* EXTRACTO PROPORCIONADO:
****************
¿Cuándo nos empezó a preocupar el planeta?

Nació como una inquietud social, se convirtió en una disciplina científica y desde mediados del siglo XX es una ideología cada vez más trascendente. El ecologismo, el movimiento que defiende la naturaleza y el medio ambiente, es hoy una cuestión que los partidos políticos han de contemplar en sus programas. La ciudadanía, especialmente la más joven, lo exige.

Sin embargo, la necesidad de proteger el entorno no despierta un consenso unánime. Una parte del poder mundial niega la emergencia climática y antepone los beneficios económicos a la protección medioambiental y el intervencionismo estatal. Por ello, en un mundo cada vez más polarizado, la cuestión del ecologismo se está convirtiendo en una herramienta necesaria para ganar elecciones: tanto por ir a su favor como por posicionarse en contra.

Esta dicotomía no deja de ser un reflejo de la compleja relación entre el hombre y su entorno a lo largo de la historia. Una relación que ha sido mayoritariamente destructiva. Una relación ambivalente, en la que entran, asimismo, necesidades humanas básicas como alimentarse, calentarse y cobijarse. Sin olvidar un rasgo intrínseco de nuestra especie: la codicia.

En nombre de todo ello, a lo largo de los siglos el hombre ha destruido bosques, quemado praderas y arrasado mares. Ha contaminado todo tipo de aguas y suelos, ha provocado la desaparición de incontables especies de flora y fauna (se considera que estamos en la sexta gran extinción de plantas y animales) y ha conducido al planeta a una crisis climática con consecuencias impredecibles. Sin embargo, esta pulsión destructiva ha tenido su contrapartida: en distintas épocas y lugares el hombre también se ha organizado para defender su entorno.

Los primeros avisos

Irónicamente, el ser humano tuvo que empezar a destruir el planeta para comenzar a preocuparse por su conservación. Como escribe Rex Weyler, uno de los fundadores de la organización ecologista Greenpeace, ya hay evidencias de extinciones de plantas y animales causadas por el impacto humano en el año 50.000 antes de nuestra era, cuando solo unos doscientos mil ‘Homo sapiens’ poblaban el planeta.

“La noción de la delicada relación con nuestro hábitat podría haber empezado entonces, cuando los primeros cazadores-recolectores vieron cómo el fuego y las herramientas de caza que utilizaban afectaban a nuestro entorno”, especula Weyler.

La magnificencia de la naturaleza hizo que esta fuera la primera deidad para muchas sociedades primitivas. Sin embargo, esta reverencia no fue suficiente para frenar una destrucción que aumentó a medida que el hombre evolucionaba y, con la invención de la agricultura, se organizaba en sociedades más complejas.
****************
* TAREA ESCRITA:
Enumera todas las necesidades humanas básicas que menciona el extracto sobre el origen del ecologismo.

Datos de anotación de ubicación de objetos:
****************
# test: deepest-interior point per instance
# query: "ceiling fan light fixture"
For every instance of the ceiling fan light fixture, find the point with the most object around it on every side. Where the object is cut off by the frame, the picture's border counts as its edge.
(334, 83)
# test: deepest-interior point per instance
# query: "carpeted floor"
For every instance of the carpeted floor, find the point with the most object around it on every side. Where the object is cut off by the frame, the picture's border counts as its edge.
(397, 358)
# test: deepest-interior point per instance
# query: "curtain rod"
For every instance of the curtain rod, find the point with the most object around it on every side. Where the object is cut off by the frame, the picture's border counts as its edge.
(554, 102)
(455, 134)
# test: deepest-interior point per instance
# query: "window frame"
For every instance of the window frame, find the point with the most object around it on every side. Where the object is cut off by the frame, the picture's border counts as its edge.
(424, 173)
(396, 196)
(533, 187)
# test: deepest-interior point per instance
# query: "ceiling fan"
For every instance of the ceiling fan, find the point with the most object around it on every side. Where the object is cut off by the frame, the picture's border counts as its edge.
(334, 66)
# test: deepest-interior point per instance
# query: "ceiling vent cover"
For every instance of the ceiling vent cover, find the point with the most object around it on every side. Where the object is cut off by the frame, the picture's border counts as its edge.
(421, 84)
****************
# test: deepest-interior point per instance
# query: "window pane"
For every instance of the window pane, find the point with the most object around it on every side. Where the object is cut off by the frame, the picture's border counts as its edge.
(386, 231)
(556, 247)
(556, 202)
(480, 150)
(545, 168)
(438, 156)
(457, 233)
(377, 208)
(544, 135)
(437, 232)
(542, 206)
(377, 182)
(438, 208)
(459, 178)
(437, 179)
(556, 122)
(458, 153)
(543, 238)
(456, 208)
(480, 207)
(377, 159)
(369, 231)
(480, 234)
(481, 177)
****************
* RESPUESTA DEL EJERCICIO:
Alimentarse, calentarse y cobijarse.